Write the next part of the biography of Thomas Mulvany, Bishop of Meath, starting right after its final sentence.

PAGE EXTRACT:
□ □ □ □

Thomas Mulvany (1 March 1868 - 16 June 1943) was the Roman Catholic Bishop of Meath, Ireland from 1929 to his death in 1943.

Early life and ministry 
Mulvany was born in the townland of Skearke Moynalty, County Meath on the 1 March 1864 to James Mulvany and Mary Monaghan.  He was ordained a priest of the Diocese of Meath on 6 March 1892.

Episcopal Ministry 
Following his predecessors death, Pope Pius XI named him Bishop of Meath on 12 April 1929 and he was consecrated on 30 June of that year, with Cardinal Joseph MacRory being the principal consecrator. He retained that position until his death in Mullingar on 16 June 1943. He died in the Bishops Palace, Mullingar, and is buried in the Cathedral grounds.

□ □ □ □

DATASET CONTENT:
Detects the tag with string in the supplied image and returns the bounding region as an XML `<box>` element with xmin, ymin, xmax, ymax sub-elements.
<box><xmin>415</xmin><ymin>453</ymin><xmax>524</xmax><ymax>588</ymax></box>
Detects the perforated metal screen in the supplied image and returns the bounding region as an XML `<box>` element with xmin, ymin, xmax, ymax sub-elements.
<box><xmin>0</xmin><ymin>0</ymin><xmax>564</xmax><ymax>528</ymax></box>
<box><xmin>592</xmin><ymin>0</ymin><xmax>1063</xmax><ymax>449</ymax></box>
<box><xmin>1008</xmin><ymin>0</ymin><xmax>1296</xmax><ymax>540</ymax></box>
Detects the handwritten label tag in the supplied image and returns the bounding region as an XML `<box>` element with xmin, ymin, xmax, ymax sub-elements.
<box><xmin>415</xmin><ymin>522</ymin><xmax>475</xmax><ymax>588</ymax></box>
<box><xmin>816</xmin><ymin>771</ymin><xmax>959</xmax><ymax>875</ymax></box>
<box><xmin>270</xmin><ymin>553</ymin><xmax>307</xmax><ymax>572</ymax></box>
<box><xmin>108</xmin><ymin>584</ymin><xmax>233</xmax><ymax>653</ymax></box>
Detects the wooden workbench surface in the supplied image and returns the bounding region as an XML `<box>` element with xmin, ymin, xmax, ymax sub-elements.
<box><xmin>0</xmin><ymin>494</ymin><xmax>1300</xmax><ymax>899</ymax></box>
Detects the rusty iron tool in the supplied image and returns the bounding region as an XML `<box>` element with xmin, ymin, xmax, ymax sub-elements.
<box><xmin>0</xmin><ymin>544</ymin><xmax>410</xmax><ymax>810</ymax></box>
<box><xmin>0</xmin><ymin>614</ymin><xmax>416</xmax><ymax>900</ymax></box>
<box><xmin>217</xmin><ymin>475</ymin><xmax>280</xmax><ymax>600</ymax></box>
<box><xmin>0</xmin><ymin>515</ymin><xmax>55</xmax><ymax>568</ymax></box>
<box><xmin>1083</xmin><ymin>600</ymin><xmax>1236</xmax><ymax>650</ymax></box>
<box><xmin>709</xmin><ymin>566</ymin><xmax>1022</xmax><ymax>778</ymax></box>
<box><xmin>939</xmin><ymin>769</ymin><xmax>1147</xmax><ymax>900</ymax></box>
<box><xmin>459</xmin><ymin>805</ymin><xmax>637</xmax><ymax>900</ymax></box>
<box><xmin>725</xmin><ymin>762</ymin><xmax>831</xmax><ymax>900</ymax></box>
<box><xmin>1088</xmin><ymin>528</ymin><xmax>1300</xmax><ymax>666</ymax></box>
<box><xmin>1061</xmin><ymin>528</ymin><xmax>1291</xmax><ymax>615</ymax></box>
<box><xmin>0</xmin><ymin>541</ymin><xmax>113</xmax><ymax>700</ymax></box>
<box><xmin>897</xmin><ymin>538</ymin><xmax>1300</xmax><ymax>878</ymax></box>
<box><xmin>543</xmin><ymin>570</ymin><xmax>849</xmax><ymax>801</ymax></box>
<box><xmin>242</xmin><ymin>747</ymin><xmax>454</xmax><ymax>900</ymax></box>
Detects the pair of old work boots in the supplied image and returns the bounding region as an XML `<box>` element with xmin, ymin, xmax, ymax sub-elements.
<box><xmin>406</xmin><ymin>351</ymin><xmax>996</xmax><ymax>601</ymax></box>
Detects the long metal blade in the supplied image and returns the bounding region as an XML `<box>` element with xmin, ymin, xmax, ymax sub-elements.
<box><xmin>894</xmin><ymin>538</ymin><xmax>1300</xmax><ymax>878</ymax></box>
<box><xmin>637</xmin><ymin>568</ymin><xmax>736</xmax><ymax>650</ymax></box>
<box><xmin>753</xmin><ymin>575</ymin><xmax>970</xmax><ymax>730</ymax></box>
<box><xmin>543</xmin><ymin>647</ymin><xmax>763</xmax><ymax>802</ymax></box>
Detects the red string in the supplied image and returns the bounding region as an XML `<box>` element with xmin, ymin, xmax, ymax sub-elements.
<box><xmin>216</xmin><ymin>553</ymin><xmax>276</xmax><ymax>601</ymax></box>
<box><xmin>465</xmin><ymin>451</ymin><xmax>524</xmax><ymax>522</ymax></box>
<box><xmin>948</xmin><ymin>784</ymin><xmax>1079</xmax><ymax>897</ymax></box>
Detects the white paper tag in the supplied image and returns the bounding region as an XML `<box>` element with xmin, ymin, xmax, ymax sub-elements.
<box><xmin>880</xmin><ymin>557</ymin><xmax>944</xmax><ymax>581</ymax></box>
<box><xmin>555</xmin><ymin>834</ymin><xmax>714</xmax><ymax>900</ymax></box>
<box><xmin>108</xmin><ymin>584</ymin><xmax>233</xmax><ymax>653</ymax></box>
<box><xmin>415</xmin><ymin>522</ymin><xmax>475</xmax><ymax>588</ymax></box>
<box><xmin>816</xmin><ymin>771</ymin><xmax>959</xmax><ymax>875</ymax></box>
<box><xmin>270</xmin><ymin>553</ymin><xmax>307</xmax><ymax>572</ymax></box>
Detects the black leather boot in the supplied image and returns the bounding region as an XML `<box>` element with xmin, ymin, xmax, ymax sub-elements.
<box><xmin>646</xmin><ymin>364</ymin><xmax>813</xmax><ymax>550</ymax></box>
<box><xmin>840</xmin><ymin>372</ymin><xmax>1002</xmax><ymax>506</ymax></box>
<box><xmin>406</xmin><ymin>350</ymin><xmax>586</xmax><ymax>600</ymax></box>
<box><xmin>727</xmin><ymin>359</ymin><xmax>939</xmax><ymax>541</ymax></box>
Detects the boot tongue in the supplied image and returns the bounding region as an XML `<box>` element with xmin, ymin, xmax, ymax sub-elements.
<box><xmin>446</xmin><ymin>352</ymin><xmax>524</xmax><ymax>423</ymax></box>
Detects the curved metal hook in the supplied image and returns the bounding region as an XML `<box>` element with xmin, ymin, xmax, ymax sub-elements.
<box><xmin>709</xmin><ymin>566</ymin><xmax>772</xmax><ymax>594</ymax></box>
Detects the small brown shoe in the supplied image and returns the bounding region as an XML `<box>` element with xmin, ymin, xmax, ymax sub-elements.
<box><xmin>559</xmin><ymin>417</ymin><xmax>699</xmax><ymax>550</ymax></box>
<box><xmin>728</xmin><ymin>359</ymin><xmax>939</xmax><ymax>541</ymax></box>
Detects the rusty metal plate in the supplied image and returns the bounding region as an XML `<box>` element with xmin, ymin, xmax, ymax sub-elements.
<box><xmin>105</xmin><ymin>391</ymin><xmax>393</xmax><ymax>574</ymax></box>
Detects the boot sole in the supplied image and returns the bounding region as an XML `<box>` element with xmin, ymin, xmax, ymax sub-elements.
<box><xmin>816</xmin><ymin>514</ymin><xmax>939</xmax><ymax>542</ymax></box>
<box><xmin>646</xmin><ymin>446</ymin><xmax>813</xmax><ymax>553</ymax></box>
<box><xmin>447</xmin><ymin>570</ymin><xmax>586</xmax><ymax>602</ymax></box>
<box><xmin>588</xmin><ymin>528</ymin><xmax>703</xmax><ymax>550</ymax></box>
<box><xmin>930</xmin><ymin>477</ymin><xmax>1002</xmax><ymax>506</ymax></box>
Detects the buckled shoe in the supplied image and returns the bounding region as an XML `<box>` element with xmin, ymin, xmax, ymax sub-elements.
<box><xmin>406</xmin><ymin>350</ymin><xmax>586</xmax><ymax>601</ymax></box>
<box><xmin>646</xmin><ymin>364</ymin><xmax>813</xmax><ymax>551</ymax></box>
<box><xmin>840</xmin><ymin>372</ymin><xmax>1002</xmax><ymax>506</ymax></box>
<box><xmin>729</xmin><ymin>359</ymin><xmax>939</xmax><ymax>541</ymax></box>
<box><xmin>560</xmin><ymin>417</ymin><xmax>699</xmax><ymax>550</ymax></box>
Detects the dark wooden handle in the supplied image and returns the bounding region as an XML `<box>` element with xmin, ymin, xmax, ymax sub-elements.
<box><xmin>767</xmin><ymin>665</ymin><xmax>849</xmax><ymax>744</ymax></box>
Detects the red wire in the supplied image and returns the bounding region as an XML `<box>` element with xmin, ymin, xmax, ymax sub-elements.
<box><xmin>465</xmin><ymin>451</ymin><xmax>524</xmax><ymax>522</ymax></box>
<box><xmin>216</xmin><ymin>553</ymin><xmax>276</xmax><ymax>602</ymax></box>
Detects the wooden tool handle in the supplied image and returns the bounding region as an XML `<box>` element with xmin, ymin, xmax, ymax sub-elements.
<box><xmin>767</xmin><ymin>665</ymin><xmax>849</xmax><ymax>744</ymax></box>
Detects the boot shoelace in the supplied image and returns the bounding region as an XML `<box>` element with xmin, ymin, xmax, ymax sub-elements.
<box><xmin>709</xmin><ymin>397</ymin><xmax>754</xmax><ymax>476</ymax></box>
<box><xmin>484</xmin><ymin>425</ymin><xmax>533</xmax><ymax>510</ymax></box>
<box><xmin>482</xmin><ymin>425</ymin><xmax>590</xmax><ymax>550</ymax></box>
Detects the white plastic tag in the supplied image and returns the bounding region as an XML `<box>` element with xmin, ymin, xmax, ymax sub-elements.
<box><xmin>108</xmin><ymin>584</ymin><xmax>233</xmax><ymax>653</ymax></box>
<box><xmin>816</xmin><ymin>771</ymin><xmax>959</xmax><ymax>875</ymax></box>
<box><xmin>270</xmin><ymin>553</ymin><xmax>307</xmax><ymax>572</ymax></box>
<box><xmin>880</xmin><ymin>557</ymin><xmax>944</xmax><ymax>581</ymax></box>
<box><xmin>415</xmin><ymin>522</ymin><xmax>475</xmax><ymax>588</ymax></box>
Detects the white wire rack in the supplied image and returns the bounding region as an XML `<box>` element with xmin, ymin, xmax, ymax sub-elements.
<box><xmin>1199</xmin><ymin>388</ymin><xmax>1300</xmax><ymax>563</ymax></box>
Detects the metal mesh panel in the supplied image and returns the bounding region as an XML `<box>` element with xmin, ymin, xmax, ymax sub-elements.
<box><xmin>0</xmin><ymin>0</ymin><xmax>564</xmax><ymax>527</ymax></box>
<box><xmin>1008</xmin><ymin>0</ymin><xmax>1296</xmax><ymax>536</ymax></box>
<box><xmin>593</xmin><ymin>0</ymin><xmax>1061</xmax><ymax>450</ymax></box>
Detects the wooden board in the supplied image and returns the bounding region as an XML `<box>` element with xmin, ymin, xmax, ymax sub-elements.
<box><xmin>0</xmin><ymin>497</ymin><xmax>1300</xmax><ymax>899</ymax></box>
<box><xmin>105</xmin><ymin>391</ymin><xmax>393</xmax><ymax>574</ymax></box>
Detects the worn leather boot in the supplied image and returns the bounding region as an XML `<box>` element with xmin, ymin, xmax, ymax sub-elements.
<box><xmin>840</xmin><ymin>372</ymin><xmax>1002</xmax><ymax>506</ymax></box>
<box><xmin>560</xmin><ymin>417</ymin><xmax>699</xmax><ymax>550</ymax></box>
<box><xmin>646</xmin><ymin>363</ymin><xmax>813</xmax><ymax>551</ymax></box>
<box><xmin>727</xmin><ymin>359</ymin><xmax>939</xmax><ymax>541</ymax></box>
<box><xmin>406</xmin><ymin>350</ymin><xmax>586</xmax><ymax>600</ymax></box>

□ □ □ □

ANSWER FOR THE TASK:
New Cathedral
At the time of his appointment, Mulvaney became involved with plans for a new Cathedral for Mullingar and the Diocese of Meath to replace the aging Cathedral of the Immaculate Conception (1836-1936).  He took the plans to Pope Pius XI who was supportive and requested that the new building be dedicated as The Cathedral of Christ the King. The building was completed from 1932 - 1936.

Dr. Mulvany opened St. Patrick's Classical School Navan in the former study hall of St. Finians College, Navan (which had moved to Mullingar).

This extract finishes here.